- [SELECTED PASSAGE]
>> BEGIN
The migrants trapped in the overcrowded Moria refugee camp that burned down earlier this month were waiting for a decision that really shouldn’t matter: Are they political “refugees” meriting protection? Or “economic migrants” who deserve to be sent back home to suffer in poverty after their perilous journey to Europe.

This artificial distinction — between the supposedly virtuous and the allegedly duplicitous — deserves to be done away with. Given that political and economic drivers for migration are nearly always intertwined, our attempt to cut a clean line between them is unnecessarily burdensome and ultimately futile. It’s also a practice that causes unnecessary suffering, as the events on the Greek island of Lesvos, where the camp was located, have demonstrated.

To be sure, governments have strong motives for trying to make this distinction — and ever stronger motives for letting other governments, such as the Greek government, try to make the distinction for them. They are legally required to host people who fled their countries because they face political persecution back home, but free to expel those who would only be subject to crushing poverty and hunger.

(There is also a third category for which a special status of admittance has been vividly debated in the last decade: People whose perceived reasons to migrate are related to climate change.)
>> END
- [DATASET ENTRIES]
>> BEGIN
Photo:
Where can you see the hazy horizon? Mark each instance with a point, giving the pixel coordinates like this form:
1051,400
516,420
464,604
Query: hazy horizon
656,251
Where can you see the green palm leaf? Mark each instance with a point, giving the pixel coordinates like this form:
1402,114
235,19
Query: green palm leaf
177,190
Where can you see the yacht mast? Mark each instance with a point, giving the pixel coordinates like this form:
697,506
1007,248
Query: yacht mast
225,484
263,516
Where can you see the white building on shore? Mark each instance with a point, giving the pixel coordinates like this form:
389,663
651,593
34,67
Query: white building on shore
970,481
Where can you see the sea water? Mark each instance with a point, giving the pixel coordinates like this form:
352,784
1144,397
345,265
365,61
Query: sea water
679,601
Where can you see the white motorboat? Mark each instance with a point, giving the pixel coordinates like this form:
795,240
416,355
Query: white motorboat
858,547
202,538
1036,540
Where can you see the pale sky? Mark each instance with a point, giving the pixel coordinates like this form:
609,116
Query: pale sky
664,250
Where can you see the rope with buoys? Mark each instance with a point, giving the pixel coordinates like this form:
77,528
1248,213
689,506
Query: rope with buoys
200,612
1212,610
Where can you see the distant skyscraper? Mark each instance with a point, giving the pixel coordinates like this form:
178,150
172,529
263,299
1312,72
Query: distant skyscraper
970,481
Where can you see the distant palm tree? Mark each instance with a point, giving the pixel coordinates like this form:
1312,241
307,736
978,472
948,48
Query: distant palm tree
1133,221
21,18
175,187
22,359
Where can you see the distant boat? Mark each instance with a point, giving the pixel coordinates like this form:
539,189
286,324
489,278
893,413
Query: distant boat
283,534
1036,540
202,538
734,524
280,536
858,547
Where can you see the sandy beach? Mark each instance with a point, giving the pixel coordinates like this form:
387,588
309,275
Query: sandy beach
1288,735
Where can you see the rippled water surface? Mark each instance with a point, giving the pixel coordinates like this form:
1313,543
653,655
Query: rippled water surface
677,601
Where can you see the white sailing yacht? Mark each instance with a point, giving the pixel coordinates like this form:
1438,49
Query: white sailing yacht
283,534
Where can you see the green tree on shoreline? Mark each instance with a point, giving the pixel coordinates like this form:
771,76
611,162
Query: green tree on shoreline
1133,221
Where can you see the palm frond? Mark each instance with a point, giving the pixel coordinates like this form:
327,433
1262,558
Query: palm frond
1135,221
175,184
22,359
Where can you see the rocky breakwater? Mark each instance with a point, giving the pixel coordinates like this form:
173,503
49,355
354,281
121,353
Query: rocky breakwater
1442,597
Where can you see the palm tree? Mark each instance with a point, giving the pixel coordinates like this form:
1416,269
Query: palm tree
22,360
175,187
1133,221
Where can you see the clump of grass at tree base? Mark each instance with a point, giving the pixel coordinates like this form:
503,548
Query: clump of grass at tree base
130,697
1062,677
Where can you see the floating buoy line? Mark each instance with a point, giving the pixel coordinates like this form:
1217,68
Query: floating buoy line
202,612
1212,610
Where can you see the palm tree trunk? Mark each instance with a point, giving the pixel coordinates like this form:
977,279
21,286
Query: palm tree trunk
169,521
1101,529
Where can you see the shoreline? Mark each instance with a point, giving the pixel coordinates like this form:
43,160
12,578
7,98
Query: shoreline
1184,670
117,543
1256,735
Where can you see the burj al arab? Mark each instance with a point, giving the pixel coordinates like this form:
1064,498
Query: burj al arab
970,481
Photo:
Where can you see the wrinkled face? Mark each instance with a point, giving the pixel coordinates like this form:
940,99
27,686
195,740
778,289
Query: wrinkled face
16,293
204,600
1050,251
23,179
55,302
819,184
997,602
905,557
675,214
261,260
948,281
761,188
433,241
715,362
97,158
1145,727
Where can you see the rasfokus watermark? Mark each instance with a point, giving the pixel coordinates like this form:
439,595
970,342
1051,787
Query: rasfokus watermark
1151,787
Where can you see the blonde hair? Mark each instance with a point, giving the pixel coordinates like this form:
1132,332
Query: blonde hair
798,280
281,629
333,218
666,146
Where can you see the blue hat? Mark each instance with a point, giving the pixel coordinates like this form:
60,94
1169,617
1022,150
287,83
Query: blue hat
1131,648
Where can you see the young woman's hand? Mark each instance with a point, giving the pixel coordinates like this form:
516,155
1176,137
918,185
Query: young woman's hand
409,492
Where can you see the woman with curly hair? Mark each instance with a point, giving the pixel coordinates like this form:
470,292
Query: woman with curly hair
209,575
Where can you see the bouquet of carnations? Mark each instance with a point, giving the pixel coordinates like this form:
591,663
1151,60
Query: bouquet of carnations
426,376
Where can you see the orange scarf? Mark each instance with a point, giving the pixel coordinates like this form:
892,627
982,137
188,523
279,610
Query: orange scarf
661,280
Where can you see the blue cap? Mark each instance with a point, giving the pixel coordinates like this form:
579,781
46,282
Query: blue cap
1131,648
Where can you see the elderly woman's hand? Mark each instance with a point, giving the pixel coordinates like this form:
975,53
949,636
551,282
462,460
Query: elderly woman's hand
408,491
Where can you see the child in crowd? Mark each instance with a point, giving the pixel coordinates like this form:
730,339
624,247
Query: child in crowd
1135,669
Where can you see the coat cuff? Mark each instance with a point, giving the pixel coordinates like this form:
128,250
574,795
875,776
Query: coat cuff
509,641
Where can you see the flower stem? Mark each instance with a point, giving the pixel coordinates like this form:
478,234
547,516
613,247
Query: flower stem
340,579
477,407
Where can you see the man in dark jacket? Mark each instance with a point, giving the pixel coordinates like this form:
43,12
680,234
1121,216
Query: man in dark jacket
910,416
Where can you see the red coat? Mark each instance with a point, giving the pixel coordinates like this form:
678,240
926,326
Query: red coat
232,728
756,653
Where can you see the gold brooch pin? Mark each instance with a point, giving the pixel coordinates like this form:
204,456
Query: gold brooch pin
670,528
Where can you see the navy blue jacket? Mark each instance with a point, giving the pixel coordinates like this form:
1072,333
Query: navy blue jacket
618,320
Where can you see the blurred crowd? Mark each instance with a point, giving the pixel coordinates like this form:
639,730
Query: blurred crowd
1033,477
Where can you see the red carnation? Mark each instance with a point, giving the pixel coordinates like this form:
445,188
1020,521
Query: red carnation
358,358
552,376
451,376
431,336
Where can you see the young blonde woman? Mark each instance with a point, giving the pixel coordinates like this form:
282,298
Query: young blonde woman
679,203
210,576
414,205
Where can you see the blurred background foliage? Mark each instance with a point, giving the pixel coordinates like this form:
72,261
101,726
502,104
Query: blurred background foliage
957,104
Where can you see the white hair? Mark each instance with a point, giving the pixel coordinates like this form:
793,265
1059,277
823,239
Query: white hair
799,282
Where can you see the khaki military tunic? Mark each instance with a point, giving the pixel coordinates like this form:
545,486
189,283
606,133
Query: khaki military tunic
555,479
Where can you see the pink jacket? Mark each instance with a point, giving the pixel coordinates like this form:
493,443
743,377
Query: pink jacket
>> END
- [TASK 1]
According to the passage on the Moria camp, on which Greek island was the camp located?
- [TASK 2]
Print the passage on the Moria camp between "To be sure, governments" and "poverty and hunger.", inclusive.

- [EXERCISE RESULT 1]
Lesvos

- [EXERCISE RESULT 2]
To be sure, governments have strong motives for trying to make this distinction — and ever stronger motives for letting other governments, such as the Greek government, try to make the distinction for them. They are legally required to host people who fled their countries because they face political persecution back home, but free to expel those who would only be subject to crushing poverty and hunger.